Problèmes à résoudre:
A) Reproduisez fidèlement le passage de l'extrait sur la télévision libanaise qui va de « Les programmes télévisés » jusqu'à « corps médiatique libanais. » inclus.
B) D'après l'extrait sur la télévision libanaise, sur quelle émission américaine Al-Barnamag, l'émission égyptienne de Bassem Youssef, a-t-elle elle-même été plagiée ?

##### Extrait de page

Malgré un avancement technologique indéniable, la télévision libanaise souffre d’un manque de clarté quant aux règles de déontologie journalistique et d’un manque d’objectivité dans le traitement de l’information. Cette analyse se penche sur ce problème.
Il paraît évident de vouloir louer le progrès technologique au milieu de la deuxième décennie du 21e siècle. Ce progrès a fait ses preuves dans tous les domaines, notamment dans celui des médias : diffusion d’événements en direct, des interviews en duplex, des scoops incontestables et des programmes télévisés modernes, qui osent dorénavant évoquer les sujets les plus tabous de la société libanaise.
Mais l’avancement technologique ne suffit pas pour bâtir une société, et les questions qui se posent sont les suivantes : qu’en est-il de l’avancement de la pensée ? Qu’en est-il du respect de la déontologie médiatique ? Tout simplement, qu’en est-il du respect de l’autre ? Le langage utilisé est-il toujours convenable ?
Les programmes télévisés actuels sont l’expression de la mentalité des Libanais de la société de l’après-guerre civile. Loin de vouloir épier exhaustivement les programmes de chaque chaîne, nous nous contentons de décrire quelques failles et points forts du corps médiatique libanais.
Une explosion d’émissions satiriques
Ces dernières années, le petit écran a vu l’explosion d’une pléthore d’émissions et de comédies satiriques, traitant des sujets socio-politiques, à commencer par Hayda Haki de Adel Karam, plagiée à l’origine sur une émission égyptienne de Bassem Youssef, Al-Barnamag (elle-même plagiée sur une émission américaine The Daily show de Jon Stewart), ou Lahon wa bass de Hicham Haddad, BBCHI de Salam Zouaytary, etc, plagiées toutes sur l’émission de Adel Karam.
Adel Karam, un humoriste chevronné, sait se démarquer de ses pairs même dans une émission plagiée
Mais ces émissions restent centrées sur la personnalité du présentateur, sa doctrine (droite ou gauche), et de son niveau d’élocution.

##########
##### Données fournies

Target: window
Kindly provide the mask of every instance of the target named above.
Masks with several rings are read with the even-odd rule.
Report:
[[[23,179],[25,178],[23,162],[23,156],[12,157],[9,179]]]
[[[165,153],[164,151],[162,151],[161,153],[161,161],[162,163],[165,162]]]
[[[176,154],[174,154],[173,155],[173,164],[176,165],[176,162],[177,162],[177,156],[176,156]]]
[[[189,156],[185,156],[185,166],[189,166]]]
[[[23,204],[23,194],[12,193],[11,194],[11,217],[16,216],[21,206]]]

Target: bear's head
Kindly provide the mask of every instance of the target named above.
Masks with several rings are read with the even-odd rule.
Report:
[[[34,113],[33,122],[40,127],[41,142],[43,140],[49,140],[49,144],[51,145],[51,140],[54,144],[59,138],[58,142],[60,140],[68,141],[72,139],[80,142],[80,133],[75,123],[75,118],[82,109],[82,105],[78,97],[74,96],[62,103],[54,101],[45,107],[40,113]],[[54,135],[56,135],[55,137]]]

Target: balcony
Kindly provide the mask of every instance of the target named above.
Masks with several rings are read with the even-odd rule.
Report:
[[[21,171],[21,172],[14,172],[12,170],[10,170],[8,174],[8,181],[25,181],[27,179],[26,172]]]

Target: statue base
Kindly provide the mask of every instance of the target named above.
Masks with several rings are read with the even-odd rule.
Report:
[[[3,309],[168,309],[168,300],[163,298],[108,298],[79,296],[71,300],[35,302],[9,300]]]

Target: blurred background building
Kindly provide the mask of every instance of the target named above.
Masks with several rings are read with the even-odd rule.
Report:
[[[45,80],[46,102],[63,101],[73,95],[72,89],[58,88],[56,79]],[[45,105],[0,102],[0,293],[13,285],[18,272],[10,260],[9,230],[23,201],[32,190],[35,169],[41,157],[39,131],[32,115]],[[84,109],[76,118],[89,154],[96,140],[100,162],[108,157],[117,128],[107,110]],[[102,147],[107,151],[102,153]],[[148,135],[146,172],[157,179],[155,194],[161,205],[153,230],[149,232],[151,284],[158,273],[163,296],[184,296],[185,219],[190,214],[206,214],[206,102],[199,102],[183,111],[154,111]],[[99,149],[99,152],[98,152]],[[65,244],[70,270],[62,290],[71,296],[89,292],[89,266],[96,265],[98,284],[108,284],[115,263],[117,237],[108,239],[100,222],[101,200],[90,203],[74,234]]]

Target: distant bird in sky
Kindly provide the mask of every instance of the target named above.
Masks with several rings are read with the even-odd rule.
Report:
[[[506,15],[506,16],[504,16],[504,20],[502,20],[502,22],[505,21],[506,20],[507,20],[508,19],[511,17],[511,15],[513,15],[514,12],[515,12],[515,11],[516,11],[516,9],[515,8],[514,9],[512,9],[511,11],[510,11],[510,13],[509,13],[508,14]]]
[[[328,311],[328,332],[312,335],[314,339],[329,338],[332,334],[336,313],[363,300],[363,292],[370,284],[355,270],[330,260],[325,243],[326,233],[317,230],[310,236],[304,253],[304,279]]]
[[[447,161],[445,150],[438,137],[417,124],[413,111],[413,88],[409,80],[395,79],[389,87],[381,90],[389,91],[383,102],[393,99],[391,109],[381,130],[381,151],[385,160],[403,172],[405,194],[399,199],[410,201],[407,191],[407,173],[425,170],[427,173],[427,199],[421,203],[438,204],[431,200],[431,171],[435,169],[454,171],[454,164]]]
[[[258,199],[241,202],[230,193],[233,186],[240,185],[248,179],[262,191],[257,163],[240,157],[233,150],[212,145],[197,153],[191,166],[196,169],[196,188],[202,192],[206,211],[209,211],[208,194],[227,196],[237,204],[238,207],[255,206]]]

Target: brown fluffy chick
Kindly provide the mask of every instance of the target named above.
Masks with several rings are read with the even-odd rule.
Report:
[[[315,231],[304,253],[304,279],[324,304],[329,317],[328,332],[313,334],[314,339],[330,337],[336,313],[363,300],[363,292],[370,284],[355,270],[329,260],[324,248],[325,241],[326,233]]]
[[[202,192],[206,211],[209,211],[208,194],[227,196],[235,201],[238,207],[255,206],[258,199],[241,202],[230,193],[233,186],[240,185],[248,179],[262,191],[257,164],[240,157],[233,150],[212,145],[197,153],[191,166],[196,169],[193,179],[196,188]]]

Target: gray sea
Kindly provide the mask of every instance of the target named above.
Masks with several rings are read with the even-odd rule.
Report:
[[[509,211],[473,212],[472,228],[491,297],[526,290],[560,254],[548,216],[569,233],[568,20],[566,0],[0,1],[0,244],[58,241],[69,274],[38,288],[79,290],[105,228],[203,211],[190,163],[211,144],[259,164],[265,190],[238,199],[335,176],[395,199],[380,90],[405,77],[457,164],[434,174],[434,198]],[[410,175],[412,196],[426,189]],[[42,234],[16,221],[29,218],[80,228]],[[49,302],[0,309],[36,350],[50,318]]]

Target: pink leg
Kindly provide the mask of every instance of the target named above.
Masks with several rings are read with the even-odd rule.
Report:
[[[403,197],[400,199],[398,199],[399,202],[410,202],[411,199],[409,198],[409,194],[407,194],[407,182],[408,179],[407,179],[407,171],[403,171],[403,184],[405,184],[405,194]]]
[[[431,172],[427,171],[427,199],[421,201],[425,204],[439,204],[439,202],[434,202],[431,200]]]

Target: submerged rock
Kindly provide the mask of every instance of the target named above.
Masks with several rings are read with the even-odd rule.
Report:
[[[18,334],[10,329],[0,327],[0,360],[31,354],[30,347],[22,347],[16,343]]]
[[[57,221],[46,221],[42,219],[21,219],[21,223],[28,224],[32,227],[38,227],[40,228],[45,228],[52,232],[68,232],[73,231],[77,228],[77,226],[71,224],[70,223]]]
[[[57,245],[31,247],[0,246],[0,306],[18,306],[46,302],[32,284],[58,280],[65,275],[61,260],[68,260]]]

##########
##### Données fournies

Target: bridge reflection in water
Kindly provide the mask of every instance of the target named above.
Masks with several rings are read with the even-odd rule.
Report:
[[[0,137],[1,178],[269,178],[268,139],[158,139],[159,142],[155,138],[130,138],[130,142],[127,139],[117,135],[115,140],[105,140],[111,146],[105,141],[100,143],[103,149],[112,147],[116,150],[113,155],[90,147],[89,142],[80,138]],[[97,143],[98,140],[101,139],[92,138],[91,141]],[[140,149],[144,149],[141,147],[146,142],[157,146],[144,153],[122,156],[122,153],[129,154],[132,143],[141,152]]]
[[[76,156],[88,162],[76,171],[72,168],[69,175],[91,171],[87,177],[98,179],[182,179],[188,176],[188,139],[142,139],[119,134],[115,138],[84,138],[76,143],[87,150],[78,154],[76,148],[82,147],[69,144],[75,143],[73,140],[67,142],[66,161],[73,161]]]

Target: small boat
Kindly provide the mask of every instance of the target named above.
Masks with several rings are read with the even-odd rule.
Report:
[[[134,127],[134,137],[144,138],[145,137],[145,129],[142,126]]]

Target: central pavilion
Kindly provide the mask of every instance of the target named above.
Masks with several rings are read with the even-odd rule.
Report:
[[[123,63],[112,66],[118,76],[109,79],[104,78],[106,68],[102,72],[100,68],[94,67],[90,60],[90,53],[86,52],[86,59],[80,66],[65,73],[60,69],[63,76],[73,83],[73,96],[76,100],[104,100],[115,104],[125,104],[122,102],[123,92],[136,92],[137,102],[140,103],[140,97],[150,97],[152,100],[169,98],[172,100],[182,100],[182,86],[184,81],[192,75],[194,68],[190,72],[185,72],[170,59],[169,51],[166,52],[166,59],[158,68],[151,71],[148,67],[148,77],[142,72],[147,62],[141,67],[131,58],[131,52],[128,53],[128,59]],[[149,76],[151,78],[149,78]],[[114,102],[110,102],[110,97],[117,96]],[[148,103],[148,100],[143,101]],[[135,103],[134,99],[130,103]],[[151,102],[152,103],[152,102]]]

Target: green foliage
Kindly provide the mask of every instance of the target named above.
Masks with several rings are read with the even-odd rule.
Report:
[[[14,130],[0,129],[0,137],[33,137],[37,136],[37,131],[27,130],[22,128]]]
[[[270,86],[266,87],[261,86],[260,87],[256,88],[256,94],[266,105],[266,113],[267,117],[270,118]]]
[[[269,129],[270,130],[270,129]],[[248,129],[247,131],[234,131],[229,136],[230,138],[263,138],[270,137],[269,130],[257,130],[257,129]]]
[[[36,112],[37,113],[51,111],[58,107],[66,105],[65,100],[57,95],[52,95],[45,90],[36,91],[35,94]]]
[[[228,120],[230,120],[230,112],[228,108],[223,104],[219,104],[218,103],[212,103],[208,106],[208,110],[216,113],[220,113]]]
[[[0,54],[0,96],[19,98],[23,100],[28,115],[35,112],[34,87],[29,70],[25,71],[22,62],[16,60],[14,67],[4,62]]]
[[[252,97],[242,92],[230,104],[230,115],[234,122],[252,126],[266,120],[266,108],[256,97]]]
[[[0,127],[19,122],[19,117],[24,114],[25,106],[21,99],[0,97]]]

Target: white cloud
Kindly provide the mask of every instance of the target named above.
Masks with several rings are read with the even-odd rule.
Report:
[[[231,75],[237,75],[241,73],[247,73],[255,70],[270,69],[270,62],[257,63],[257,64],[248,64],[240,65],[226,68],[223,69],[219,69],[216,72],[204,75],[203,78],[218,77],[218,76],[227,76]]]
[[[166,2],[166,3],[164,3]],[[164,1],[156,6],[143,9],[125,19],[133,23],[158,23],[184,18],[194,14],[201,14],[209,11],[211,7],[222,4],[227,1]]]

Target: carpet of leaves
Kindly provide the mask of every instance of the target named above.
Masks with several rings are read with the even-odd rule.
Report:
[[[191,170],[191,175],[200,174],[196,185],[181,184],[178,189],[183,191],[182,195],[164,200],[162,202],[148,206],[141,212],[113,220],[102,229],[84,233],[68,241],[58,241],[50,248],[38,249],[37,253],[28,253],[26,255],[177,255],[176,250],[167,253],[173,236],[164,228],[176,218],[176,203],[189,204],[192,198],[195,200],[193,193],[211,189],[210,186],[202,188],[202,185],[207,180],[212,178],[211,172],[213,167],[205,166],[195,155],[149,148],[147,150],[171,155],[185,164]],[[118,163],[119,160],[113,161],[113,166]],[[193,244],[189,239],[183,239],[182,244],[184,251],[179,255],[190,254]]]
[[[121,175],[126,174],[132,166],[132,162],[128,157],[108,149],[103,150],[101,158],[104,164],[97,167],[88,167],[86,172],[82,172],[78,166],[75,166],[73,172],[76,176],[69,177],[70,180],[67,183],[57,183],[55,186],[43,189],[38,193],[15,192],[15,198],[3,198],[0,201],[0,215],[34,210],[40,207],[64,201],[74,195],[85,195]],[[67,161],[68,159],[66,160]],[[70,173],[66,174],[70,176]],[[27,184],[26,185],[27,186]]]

##########

Les solutions:
A)
Les programmes télévisés actuels sont l’expression de la mentalité des Libanais de la société de l’après-guerre civile. Loin de vouloir épier exhaustivement les programmes de chaque chaîne, nous nous contentons de décrire quelques failles et points forts du corps médiatique libanais.

B) Al-Barnamag a été plagiée sur The Daily show de Jon Stewart.